*TASK STATEMENT:* Exact copies of the records below are required.

*MATERIAL PROVIDED:*
--------------------

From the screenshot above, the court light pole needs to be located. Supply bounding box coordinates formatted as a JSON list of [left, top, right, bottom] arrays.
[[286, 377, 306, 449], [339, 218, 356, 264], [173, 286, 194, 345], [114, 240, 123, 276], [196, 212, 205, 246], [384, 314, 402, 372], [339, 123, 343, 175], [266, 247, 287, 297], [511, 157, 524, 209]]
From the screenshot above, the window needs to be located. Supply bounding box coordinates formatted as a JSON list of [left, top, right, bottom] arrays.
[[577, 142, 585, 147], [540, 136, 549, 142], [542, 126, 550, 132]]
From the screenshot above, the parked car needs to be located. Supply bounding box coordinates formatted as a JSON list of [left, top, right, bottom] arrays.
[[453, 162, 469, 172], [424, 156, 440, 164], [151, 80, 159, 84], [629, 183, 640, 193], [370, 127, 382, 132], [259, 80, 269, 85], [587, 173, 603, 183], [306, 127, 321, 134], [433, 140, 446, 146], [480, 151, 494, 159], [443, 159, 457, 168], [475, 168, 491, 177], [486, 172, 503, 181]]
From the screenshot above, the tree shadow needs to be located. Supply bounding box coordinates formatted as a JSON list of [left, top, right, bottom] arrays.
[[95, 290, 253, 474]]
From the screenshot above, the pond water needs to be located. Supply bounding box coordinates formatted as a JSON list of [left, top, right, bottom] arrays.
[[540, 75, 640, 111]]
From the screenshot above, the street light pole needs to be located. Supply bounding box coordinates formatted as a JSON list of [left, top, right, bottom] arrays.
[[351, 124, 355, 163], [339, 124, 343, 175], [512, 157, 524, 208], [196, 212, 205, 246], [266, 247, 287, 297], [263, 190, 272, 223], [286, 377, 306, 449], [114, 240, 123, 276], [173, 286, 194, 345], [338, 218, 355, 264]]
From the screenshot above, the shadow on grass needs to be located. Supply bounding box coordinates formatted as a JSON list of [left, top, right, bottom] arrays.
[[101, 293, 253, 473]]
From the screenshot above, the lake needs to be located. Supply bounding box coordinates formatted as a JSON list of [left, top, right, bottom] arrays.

--------------------

*EXERCISE OUTPUT:*
From the screenshot above, the court light pole needs to be located. Supply bounding box coordinates formatted as a JSON list of [left, top, right, bottom] arrays.
[[286, 377, 306, 449], [339, 218, 356, 264], [173, 286, 194, 345], [114, 240, 123, 276], [196, 212, 205, 246], [384, 314, 402, 372], [339, 123, 343, 175], [266, 247, 287, 297], [511, 157, 524, 209]]
From the screenshot above, the window needs to be located. Supply bounding box coordinates formatted as a JSON list of [left, top, right, bottom] arrays.
[[577, 142, 585, 147], [540, 136, 549, 142], [542, 126, 550, 132]]
From the screenshot above, the parked car needs to be located. Supply bounding box coordinates formatted as a JSON list of [left, top, right, bottom] arrays.
[[453, 162, 469, 172], [424, 156, 440, 164], [151, 80, 159, 84], [629, 183, 640, 193], [370, 127, 382, 132], [259, 80, 269, 85], [587, 173, 603, 183], [306, 127, 321, 134], [433, 140, 446, 146], [480, 151, 494, 159], [443, 159, 457, 168], [475, 168, 491, 177], [486, 172, 503, 181]]
From the screenshot above, the tree shadow needs to be located. Supply bounding box coordinates formatted as a JSON list of [left, top, right, bottom] arrays.
[[95, 290, 253, 474]]
From the screenshot above, the pond water needs to be located. Supply bounding box coordinates formatted as a JSON list of [left, top, right, bottom] arrays.
[[540, 75, 640, 111]]
From the screenshot above, the street light pole needs to be located. Supply bounding box coordinates formatted as a JSON list of [left, top, right, bottom] arrays.
[[351, 124, 355, 163], [339, 124, 343, 175], [512, 157, 524, 208], [196, 212, 205, 246], [266, 247, 287, 297], [263, 190, 272, 223], [286, 377, 306, 449], [114, 240, 123, 276], [173, 286, 194, 345], [338, 218, 355, 264]]
From the screenshot above, the shadow on grass needs to be located. Supply bounding box coordinates formatted as a JSON list of [left, top, right, bottom] arrays.
[[101, 293, 253, 473]]
From the screenshot above, the lake needs to be located. Supply bounding box coordinates formatted as a JSON list of [left, top, right, bottom] arrays.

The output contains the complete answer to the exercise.